Information provided >>
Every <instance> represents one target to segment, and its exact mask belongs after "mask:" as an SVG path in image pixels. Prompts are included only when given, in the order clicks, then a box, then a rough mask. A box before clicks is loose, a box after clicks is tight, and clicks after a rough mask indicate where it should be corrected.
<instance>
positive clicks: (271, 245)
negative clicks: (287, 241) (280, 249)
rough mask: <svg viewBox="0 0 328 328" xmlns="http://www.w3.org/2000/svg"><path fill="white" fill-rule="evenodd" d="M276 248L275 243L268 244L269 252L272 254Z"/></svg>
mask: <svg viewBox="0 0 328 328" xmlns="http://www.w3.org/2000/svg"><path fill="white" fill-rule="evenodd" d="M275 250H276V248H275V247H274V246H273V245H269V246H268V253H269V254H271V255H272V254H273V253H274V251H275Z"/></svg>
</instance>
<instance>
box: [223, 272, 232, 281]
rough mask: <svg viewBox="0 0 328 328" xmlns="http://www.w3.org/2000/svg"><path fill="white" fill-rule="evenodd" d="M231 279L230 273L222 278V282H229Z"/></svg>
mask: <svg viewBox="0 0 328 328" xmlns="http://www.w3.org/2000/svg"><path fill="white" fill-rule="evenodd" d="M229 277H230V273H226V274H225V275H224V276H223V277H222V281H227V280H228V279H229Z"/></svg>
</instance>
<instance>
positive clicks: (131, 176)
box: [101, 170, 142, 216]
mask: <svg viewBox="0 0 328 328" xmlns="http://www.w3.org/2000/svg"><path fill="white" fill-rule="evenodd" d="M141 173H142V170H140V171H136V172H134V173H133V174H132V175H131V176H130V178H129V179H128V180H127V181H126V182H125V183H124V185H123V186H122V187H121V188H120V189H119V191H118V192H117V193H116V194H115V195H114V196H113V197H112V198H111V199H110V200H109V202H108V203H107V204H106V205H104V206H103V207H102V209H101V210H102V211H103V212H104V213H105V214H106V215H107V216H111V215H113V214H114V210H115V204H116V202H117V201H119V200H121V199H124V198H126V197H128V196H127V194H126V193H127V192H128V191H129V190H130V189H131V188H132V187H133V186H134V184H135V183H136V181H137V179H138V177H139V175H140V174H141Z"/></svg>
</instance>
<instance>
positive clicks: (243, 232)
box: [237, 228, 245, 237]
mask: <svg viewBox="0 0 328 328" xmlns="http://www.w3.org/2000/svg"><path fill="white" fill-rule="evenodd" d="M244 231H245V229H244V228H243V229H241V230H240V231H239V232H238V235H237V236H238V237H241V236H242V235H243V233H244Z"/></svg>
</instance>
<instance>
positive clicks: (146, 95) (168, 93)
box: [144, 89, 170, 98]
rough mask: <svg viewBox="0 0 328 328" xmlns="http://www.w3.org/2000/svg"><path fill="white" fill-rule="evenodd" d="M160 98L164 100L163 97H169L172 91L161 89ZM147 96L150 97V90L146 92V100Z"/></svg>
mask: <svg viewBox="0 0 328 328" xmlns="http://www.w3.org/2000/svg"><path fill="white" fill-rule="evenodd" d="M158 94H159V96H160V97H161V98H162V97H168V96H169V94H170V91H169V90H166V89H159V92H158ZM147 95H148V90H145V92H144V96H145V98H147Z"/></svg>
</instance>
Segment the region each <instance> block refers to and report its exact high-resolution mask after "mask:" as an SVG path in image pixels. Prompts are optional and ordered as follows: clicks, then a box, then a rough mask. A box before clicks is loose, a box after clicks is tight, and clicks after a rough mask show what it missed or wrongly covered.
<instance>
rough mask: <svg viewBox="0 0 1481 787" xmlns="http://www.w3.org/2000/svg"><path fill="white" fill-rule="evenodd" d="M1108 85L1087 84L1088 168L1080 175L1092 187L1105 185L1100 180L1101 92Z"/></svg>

* * *

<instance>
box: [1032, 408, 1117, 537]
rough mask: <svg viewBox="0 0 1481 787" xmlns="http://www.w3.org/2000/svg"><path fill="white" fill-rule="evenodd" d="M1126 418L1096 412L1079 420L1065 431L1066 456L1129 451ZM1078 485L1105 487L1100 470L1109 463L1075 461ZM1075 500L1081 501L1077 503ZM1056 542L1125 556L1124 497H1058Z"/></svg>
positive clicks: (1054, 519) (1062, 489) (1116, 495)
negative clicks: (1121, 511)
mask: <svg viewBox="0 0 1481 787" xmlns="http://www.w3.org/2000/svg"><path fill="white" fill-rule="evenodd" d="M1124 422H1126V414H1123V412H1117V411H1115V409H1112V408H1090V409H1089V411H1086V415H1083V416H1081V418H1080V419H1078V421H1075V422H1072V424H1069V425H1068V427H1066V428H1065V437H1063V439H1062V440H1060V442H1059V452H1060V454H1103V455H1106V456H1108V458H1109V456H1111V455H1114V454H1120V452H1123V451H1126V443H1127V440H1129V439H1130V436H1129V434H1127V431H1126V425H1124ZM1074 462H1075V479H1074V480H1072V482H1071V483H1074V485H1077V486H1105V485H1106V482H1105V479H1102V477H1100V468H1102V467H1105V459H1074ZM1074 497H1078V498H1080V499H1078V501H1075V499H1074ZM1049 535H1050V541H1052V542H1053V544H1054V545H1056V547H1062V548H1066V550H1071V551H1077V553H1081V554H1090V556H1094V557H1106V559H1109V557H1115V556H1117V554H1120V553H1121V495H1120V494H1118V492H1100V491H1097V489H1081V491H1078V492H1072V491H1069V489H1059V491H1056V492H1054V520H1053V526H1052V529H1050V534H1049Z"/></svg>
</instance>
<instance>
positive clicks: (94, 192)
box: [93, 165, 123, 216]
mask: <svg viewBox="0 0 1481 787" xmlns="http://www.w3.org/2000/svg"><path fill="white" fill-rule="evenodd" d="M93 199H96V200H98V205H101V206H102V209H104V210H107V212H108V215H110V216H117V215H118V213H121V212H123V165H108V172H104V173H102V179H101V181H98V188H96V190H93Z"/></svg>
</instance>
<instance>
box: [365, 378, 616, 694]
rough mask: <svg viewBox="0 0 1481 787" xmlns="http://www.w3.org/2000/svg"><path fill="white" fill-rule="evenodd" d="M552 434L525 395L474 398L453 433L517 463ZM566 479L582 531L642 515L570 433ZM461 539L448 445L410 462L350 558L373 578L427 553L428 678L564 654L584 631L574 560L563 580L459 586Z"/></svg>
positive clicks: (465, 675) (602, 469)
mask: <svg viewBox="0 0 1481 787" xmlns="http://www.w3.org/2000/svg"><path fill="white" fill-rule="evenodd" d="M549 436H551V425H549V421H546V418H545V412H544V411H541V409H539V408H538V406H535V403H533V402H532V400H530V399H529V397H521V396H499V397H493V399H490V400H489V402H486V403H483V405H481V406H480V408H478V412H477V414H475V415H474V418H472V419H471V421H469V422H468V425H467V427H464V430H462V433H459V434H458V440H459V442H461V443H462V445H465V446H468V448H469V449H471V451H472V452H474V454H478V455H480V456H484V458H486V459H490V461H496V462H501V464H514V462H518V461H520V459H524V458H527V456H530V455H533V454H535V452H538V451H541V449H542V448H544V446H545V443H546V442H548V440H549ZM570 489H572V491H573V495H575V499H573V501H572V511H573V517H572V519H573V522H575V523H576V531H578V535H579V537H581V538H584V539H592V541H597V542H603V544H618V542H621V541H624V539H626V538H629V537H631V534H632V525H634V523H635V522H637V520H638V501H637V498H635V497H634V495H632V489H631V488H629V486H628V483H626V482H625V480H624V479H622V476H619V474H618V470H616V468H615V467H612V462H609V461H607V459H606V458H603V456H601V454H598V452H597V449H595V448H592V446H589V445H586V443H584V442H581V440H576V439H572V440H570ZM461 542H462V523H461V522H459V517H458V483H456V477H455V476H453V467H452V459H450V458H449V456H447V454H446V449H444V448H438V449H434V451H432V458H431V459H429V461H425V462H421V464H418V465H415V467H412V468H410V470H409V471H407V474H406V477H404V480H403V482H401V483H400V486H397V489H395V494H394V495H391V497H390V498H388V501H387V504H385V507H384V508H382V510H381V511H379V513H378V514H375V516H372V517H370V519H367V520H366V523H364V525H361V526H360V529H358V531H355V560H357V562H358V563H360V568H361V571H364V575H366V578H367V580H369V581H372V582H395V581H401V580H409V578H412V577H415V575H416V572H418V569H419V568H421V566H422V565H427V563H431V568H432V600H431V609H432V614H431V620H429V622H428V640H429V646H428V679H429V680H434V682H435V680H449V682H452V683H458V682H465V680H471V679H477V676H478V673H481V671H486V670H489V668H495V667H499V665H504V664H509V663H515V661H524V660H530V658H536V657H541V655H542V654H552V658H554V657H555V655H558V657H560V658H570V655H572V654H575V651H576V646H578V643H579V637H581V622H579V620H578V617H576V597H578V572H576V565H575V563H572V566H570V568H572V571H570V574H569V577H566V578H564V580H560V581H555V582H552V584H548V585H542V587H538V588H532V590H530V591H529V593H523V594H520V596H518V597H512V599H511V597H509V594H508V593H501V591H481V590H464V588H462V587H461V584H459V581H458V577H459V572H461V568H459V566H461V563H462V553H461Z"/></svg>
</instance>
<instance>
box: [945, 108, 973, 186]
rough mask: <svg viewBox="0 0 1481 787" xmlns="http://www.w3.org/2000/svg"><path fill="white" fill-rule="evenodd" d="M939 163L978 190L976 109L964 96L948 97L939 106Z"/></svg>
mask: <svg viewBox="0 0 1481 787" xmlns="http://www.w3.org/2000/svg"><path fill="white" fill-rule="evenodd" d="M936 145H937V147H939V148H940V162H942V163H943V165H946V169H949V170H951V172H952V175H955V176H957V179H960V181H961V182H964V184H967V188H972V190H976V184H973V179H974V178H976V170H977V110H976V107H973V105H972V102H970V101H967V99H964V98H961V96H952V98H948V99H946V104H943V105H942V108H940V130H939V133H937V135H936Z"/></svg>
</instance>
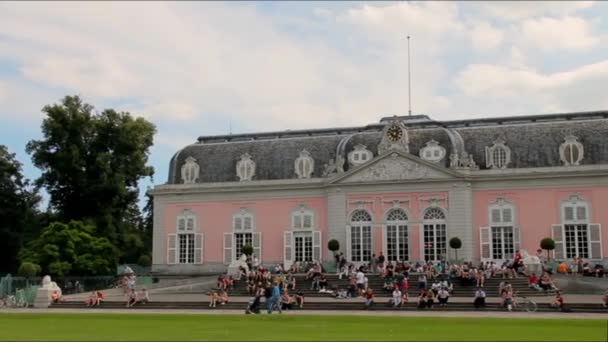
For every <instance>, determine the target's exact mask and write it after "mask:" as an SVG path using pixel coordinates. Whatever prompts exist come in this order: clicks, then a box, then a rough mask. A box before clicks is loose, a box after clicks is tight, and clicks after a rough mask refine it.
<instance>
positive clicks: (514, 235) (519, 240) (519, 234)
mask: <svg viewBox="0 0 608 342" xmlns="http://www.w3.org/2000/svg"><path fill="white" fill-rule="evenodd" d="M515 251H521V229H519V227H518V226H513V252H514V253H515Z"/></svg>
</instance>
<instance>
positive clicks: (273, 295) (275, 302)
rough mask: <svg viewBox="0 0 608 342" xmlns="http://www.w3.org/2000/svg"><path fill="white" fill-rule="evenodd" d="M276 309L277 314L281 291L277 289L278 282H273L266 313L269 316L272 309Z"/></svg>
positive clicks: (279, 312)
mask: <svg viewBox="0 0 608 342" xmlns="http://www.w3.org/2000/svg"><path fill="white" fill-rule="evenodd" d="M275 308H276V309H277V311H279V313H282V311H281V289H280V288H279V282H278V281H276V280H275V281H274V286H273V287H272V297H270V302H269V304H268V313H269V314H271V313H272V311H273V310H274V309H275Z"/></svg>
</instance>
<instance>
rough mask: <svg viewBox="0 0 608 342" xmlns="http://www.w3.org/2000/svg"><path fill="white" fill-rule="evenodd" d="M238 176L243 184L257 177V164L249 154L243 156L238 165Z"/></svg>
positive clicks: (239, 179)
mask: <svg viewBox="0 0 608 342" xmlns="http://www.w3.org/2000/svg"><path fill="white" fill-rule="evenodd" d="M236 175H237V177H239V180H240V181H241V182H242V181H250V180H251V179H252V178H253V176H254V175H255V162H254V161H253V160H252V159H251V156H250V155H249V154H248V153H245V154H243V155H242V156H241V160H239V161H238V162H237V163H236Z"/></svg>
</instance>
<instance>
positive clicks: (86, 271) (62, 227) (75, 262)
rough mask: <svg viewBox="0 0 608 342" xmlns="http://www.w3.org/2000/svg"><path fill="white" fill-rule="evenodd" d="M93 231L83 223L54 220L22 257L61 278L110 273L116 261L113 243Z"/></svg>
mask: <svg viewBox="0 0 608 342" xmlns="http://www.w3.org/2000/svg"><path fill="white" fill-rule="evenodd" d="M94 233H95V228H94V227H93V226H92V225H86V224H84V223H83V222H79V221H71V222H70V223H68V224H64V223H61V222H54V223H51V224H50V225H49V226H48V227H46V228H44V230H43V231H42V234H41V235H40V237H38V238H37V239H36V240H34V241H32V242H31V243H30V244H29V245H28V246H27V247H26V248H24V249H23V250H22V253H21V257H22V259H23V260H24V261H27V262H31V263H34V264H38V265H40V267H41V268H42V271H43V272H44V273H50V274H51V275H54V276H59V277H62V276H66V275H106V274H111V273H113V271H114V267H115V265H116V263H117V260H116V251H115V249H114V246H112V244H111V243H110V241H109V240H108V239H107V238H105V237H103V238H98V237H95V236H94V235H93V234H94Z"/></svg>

Requirement >> From the records above, pull out every line containing the word "pixels".

Expected answer >>
Every <instance> represents one target to segment, and its exact mask belongs after "mask:" as an SVG path in image pixels. Prompts are included only when given, in the order clicks, then a box, then a rough mask. A box before clicks is loose, a box after clicks is tight, and clicks after a rough mask indicate where it should be corrected.
Segment the region each <instance> block refers to and report its exact high-resolution mask after "mask:" as an SVG path in image pixels. Prompts are optional and ordered as follows: clicks, then a box, then a rough mask. A box before clicks is loose, a box after clicks is tight, and clicks after a rough mask show what it missed or wrongly covered.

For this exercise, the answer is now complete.